What you will do
(a) Reproduce the stretch from "Retailers, who are" through "reported Express Tribune." in the article on Pakistan's cashless economy drive.
(b) Answer these questions from the article on Pakistan's cashless economy drive:
(i) About how many retailers in Islamabad were using digital payment modes as of September?
(ii) By when does the government aim to connect at least 2 million merchants to digital payment platforms?
(iii) What rate does the mini-budget proposal set for the withholding tax on cash withdrawals?

Extract

Prime Minister Shehbaz Sharif’s drive to reduce cash usage in Pakistan’s economy is facing significant resistance from the country’s vast retail sector, with fewer than 700,000 retailers currently linked to any form of digital payment, according to official data.
Retailers, who are among the largest handlers of cash in the country, have been slow to adopt digital payment systems. As of September, less than 700,000 retailers nationwide were using digital payment modes, with only about 39,000 in the capital, Islamabad, reported Express Tribune.
The government has set an ambitious target of connecting at least 2 million merchants to digital payment platforms by June next year. However, authorities acknowledge that resistance from the trading community could make this goal difficult to achieve.
During a briefing on Monday, Prime Minister Sharif reiterated that the transition to a cashless economy is essential for Pakistan’s sustainable development. He directed officials to intensify awareness campaigns in rural areas to help phase out the traditional cash-based economy and accelerate the shift to a fully digital financial system.
Minister of State for Finance Bilal Azhar Kayani has been tasked with overseeing the implementation and monitoring of the cashless economy initiative.
Despite these efforts, currency in circulation has risen to 34% as of June. A recent government mini-budget proposal to increase the withholding tax on cash withdrawals to 1.5% may further encourage cash hoarding, complicating the transition to digital payments.

Listing
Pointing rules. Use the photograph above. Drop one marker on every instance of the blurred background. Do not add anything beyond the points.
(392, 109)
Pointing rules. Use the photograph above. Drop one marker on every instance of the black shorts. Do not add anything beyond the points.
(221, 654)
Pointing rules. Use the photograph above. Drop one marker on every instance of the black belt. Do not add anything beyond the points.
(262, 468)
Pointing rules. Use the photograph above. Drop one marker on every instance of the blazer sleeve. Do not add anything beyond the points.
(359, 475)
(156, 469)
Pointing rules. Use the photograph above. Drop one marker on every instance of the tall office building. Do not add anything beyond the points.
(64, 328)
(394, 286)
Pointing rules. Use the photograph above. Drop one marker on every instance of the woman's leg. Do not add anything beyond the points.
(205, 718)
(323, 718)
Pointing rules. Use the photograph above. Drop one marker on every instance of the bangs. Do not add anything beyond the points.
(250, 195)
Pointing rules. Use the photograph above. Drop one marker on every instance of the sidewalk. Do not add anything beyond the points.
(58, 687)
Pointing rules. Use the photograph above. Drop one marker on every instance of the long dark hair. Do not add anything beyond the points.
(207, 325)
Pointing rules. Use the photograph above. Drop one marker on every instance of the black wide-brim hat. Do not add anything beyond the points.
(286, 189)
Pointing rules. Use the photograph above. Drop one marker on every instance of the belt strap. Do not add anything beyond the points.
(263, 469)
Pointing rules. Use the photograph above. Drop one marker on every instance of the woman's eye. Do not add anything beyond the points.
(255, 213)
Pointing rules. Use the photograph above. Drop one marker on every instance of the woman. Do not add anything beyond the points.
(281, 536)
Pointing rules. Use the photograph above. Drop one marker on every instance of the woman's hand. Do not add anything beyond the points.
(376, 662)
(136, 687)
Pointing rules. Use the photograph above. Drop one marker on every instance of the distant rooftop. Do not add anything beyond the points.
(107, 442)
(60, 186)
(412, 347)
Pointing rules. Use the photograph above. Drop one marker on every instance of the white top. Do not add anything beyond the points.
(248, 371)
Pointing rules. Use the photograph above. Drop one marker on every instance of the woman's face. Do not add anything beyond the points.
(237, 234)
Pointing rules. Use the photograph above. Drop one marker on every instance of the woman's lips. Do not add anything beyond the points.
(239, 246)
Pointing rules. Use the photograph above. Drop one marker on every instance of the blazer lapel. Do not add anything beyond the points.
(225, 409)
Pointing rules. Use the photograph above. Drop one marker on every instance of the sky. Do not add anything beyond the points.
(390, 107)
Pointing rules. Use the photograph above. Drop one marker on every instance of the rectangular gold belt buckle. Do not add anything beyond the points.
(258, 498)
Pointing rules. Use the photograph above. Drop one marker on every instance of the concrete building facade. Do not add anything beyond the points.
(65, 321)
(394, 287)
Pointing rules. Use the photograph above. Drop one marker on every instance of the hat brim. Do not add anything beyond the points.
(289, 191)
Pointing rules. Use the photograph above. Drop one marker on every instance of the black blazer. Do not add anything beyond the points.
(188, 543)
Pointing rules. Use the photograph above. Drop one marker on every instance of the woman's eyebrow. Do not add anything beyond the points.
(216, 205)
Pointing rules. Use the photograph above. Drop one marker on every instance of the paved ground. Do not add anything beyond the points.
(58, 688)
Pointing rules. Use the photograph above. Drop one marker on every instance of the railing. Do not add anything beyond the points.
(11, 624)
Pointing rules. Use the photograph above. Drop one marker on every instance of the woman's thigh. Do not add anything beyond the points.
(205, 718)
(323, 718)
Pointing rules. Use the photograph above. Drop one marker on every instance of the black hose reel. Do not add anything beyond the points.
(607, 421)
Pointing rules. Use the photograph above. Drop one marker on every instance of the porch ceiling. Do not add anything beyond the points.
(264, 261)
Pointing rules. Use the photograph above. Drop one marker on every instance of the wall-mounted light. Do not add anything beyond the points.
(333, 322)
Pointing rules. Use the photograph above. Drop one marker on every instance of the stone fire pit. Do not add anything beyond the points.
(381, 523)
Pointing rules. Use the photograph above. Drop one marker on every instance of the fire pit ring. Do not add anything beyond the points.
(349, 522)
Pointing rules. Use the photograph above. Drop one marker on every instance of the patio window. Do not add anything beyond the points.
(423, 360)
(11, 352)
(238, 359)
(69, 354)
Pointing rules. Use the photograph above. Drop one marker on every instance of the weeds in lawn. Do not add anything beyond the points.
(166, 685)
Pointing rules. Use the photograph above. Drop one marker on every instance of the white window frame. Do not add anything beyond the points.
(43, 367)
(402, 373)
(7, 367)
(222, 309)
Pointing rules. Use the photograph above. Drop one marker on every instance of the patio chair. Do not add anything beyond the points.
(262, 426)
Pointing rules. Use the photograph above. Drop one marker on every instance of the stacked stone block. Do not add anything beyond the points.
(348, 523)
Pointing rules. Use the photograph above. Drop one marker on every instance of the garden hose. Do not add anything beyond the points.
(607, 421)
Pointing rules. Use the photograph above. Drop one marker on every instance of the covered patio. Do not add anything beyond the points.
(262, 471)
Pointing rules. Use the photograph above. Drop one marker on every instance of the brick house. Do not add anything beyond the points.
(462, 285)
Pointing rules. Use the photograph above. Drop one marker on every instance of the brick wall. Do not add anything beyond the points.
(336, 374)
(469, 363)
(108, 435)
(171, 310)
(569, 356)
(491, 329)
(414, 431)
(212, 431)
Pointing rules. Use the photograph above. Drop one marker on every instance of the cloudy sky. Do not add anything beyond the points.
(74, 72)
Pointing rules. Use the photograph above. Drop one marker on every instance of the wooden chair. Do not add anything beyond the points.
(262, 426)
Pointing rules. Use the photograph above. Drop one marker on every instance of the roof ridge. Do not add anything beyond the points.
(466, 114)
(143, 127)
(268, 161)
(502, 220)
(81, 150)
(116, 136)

Responses by task
(a)
Retailers, who are among the largest handlers of cash in the country, have been slow to adopt digital payment systems. As of September, less than 700,000 retailers nationwide were using digital payment modes, with only about 39,000 in the capital, Islamabad, reported Express Tribune.

(b)
(i) About 39,000
(ii) By June next year
(iii) 1.5%